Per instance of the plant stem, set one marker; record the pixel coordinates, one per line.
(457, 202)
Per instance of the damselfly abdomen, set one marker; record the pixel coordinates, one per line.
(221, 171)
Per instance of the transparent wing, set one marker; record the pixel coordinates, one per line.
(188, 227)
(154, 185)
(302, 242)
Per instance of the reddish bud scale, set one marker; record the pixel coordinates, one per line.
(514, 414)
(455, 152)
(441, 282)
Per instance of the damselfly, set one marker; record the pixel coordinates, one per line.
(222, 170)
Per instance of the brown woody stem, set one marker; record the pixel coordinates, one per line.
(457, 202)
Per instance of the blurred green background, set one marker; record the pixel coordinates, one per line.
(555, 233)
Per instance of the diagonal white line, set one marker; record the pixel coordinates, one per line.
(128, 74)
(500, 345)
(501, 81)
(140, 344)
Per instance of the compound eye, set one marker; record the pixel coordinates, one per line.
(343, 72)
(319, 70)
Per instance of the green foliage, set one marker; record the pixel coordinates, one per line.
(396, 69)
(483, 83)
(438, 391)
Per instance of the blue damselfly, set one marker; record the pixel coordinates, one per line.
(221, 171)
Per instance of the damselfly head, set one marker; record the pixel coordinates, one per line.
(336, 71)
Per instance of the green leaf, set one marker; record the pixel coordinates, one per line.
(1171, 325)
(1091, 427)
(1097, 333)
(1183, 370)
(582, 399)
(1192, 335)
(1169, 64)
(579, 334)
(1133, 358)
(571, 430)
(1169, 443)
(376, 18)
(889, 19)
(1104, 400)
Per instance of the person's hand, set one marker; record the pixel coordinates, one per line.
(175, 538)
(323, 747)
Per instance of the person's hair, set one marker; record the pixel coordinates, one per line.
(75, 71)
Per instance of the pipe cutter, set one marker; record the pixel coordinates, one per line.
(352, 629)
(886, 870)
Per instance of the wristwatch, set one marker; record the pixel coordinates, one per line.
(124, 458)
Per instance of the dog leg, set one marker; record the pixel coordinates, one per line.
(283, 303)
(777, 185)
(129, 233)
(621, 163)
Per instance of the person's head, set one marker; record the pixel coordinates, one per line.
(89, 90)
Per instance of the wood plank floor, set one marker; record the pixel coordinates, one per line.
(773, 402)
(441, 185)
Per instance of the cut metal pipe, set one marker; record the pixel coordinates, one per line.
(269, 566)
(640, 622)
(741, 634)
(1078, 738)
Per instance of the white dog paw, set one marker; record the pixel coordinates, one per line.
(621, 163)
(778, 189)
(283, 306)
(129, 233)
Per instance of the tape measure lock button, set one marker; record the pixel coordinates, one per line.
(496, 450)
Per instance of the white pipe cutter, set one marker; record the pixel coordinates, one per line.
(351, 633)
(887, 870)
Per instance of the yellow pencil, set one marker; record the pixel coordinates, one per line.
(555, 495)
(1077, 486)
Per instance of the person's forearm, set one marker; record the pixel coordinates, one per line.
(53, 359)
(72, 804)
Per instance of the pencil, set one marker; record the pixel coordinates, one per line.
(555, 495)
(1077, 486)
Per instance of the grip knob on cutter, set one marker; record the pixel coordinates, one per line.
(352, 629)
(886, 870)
■ ■ ■ ■
» To be done
Turn every line of the items above into a Markdown table with a No column for the row number and a Line column for the text, leaving out blank lines.

» Complete response
| No | Line |
|---|---|
| 1 | Per instance of the plant stem, set one marker; record the pixel coordinates, one per line. |
| 2 | (457, 202) |
| 3 | Per instance of the damselfly abdomen, set one marker; record the pixel coordinates, one per line. |
| 4 | (221, 171) |
| 5 | Per instance of the transparent wing, set one marker; record the pixel coordinates, one per line. |
| 6 | (188, 227) |
| 7 | (154, 185) |
| 8 | (302, 242) |
| 9 | Per instance of the reddish bud scale, set one marker; record the pixel coordinates, one per line. |
| 10 | (514, 414) |
| 11 | (455, 152) |
| 12 | (441, 282) |
| 13 | Per instance of the damselfly, set one marker; record the pixel coordinates, one per line. |
| 14 | (222, 170) |
| 15 | Per instance of the brown woody stem, set one marker; record the pixel coordinates, one per line. |
| 16 | (457, 202) |
| 17 | Per instance of the blurred green background, set one marker; record the pixel coordinates, one per line. |
| 18 | (555, 233) |
| 19 | Per instance of the diagonal white line, set one marker; record the pixel coordinates, one per line. |
| 20 | (128, 74) |
| 21 | (500, 345) |
| 22 | (501, 81) |
| 23 | (140, 344) |
| 24 | Per instance of the compound eye, set one marker; record the pixel coordinates, one per line. |
| 25 | (343, 72) |
| 26 | (319, 70) |
| 27 | Per instance of the green foliage, set one marker; record the pixel coordinates, one per line. |
| 28 | (396, 69) |
| 29 | (483, 83) |
| 30 | (438, 391) |
| 31 | Per instance of the blue damselfly, set one marker; record the pixel coordinates, one per line. |
| 32 | (221, 171) |
| 33 | Per instance of the damselfly head, set one marker; record the pixel coordinates, one per line. |
| 34 | (336, 71) |
| 35 | Per instance of the green leaf, set one marker; record the pixel coordinates, one per line. |
| 36 | (1171, 325) |
| 37 | (1091, 427) |
| 38 | (1097, 333) |
| 39 | (1183, 370) |
| 40 | (582, 399) |
| 41 | (1192, 335) |
| 42 | (1169, 64) |
| 43 | (579, 334) |
| 44 | (1133, 358) |
| 45 | (571, 430) |
| 46 | (1169, 443) |
| 47 | (376, 18) |
| 48 | (889, 19) |
| 49 | (1104, 400) |
| 50 | Per instance of the person's hand, set one marker; record the pixel coordinates, one per line. |
| 51 | (175, 538) |
| 52 | (323, 747) |
| 53 | Per instance of the person's hair, set one marker; record the pixel coordinates, one per line. |
| 54 | (75, 71) |
| 55 | Per instance of the pipe cutter, set one marker; record the pixel coordinates, one per line. |
| 56 | (352, 629) |
| 57 | (886, 870) |
| 58 | Per instance of the wristwatch, set one marker; record the pixel coordinates, one per line. |
| 59 | (124, 458) |
| 60 | Per instance of the dog leg, set one marker; record the pixel coordinates, one per line. |
| 61 | (283, 303) |
| 62 | (777, 185) |
| 63 | (129, 233) |
| 64 | (621, 163) |
| 65 | Per instance of the person's head, set one marker; record the pixel coordinates, one per line. |
| 66 | (89, 90) |
| 67 | Per instance of the wood plank floor, set one marker; record the pixel coordinates, one per line. |
| 68 | (773, 402) |
| 69 | (441, 185) |
| 70 | Per instance of the cut metal pipe, set one marker; record the pixel coordinates, one per line. |
| 71 | (269, 566) |
| 72 | (640, 622) |
| 73 | (741, 634) |
| 74 | (1078, 738) |
| 75 | Per instance of the white dog paw, set one marker; record the pixel coordinates, one per line. |
| 76 | (621, 163) |
| 77 | (778, 189) |
| 78 | (283, 306) |
| 79 | (129, 233) |
| 80 | Per instance of the tape measure lock button, set one marker; record the pixel coordinates, one per line. |
| 81 | (496, 450) |
| 82 | Per instance of the white pipe cutter, set one marker; record the pixel coordinates, one per line. |
| 83 | (351, 633) |
| 84 | (887, 870) |
| 85 | Per instance of the yellow pencil, set one marker; record the pixel coordinates, one per line. |
| 86 | (555, 495) |
| 87 | (1077, 486) |
| 88 | Per instance of the person's forearm, set one marker; record the pixel coordinates, one per line. |
| 89 | (53, 359) |
| 90 | (72, 804) |
| 91 | Per instance of the pencil, set one marker; record the pixel coordinates, one per line. |
| 92 | (555, 495) |
| 93 | (1077, 486) |
| 94 | Per instance of the grip knob on cutter, set one marker; record the pixel coordinates, one per line. |
| 95 | (352, 629) |
| 96 | (886, 870) |